• **Task requirements**
**a)** According to the article about Senator Bill Nelson, where did he give his Friday night speech?
**b)** Extend the article about Senator Bill Nelson by a few more paragraphs, picking up after its final sentence.

• **Provided passage**
-*-*-
Sen. Bill Nelson, D-Fla., running for re-election, played it safe Friday on the gay marriage question highlighted by President Barack Obama’s recent endorsement of same-sex marriages, according to a report by the Tampa Bay Times
“I have a record fighting against discrimination and standing up for people’s civil rights based on their sexual orientation. I believe marriage should be left to the states, and Florida voted on same-sex marriage in 2008," said Nelson.
Friday night, at a speech at a "Champions of Equality" event in Miami, he said more about his record against discrimination, describing his support of the banning of the now defunct "don't ask, don't tell" of the U.S. military.
“Don’t ask, don’t tell” famously barred people, based on sexual orientation, from serving openly in the U.S. military. In remarks released in advance of his speech, Nelson reveals: “As a member of the Armed Services Committee I cosponsored and voted for, and the president signed, this legislation. I was proud to do so. The courage, the bravery, the sacrifice, and the patriotism of all Americans who serve deserve no less.
-*-*-
• **Dataset entries**
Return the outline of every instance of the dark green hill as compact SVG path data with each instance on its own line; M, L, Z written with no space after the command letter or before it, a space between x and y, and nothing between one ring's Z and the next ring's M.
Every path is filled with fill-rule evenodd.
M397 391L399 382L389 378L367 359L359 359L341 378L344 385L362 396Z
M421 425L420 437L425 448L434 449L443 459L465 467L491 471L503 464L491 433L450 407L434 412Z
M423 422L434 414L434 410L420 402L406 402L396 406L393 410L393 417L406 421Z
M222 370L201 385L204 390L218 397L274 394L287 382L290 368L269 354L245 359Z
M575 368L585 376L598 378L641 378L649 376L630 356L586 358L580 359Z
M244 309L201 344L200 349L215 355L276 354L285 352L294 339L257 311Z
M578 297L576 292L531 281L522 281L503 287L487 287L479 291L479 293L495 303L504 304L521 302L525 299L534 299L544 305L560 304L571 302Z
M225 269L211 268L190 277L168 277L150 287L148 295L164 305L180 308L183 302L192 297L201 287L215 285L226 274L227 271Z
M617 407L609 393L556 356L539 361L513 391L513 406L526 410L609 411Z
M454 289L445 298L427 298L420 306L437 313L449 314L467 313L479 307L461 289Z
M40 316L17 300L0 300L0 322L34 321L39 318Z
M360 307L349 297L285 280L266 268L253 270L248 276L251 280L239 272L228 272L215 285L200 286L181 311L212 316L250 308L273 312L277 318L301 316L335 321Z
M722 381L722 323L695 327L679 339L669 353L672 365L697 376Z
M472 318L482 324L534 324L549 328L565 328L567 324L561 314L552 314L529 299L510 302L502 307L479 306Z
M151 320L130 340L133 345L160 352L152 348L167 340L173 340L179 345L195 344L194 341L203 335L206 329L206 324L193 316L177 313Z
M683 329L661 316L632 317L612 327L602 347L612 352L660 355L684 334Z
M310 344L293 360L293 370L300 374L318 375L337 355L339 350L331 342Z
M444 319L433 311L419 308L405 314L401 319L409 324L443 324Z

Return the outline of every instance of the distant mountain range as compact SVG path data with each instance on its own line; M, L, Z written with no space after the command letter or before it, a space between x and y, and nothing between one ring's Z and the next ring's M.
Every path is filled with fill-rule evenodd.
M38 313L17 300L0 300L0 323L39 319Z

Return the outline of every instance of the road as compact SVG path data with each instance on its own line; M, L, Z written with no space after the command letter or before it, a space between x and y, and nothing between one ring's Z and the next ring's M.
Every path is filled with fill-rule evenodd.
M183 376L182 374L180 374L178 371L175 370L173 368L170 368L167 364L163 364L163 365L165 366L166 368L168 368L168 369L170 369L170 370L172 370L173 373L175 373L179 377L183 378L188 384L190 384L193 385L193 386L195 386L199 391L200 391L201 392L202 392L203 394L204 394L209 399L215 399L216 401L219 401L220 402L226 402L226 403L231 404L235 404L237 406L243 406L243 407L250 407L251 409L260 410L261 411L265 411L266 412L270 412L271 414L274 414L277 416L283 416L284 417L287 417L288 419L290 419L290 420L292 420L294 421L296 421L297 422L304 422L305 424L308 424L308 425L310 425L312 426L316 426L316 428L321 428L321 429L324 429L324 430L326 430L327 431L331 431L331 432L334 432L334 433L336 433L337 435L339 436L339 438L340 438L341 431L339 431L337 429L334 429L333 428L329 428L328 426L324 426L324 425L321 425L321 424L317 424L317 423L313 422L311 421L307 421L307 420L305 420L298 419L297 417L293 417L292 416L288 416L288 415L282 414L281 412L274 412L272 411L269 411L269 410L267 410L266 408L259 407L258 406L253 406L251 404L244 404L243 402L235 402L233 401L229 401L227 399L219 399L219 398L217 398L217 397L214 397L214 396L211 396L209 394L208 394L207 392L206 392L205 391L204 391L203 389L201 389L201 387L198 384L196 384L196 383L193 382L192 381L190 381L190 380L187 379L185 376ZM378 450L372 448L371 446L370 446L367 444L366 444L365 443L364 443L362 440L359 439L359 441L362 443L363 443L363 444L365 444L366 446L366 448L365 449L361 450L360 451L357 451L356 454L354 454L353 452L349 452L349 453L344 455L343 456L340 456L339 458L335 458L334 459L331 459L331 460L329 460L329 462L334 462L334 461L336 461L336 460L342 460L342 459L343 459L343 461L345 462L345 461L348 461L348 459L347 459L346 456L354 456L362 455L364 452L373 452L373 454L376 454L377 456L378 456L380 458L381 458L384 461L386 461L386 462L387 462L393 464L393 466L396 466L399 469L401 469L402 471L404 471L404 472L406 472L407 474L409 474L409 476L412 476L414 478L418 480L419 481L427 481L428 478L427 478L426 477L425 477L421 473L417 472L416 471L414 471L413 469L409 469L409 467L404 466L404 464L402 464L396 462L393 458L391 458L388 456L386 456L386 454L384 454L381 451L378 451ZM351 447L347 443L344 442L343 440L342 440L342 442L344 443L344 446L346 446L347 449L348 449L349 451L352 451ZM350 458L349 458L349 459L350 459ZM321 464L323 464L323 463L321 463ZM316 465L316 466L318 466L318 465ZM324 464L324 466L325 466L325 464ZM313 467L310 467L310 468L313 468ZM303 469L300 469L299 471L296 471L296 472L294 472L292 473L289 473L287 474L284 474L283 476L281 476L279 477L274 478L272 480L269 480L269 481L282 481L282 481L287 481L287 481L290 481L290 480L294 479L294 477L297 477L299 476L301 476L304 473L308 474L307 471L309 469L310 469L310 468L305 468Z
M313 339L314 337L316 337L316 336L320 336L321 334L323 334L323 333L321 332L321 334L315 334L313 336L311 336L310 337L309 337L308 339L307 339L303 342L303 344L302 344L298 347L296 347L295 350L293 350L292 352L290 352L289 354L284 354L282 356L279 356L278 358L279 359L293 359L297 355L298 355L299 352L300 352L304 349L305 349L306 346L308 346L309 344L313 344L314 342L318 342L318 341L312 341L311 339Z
-*-*-
• **Response list**
**a)** At a "Champions of Equality" event in Miami.

**b)**
“Here in Florida, I stood against the proposed changes last year that would have added many people to the waiting list for AIDS medications. That’s why Sir Elton John and I co-authored a national newspaper column to shine a spotlight on the situation in Florida.
“This was not a political issue or a charitable cause. It was a matter of what’s right and wrong; whether or not we are acting in people’s best interest.”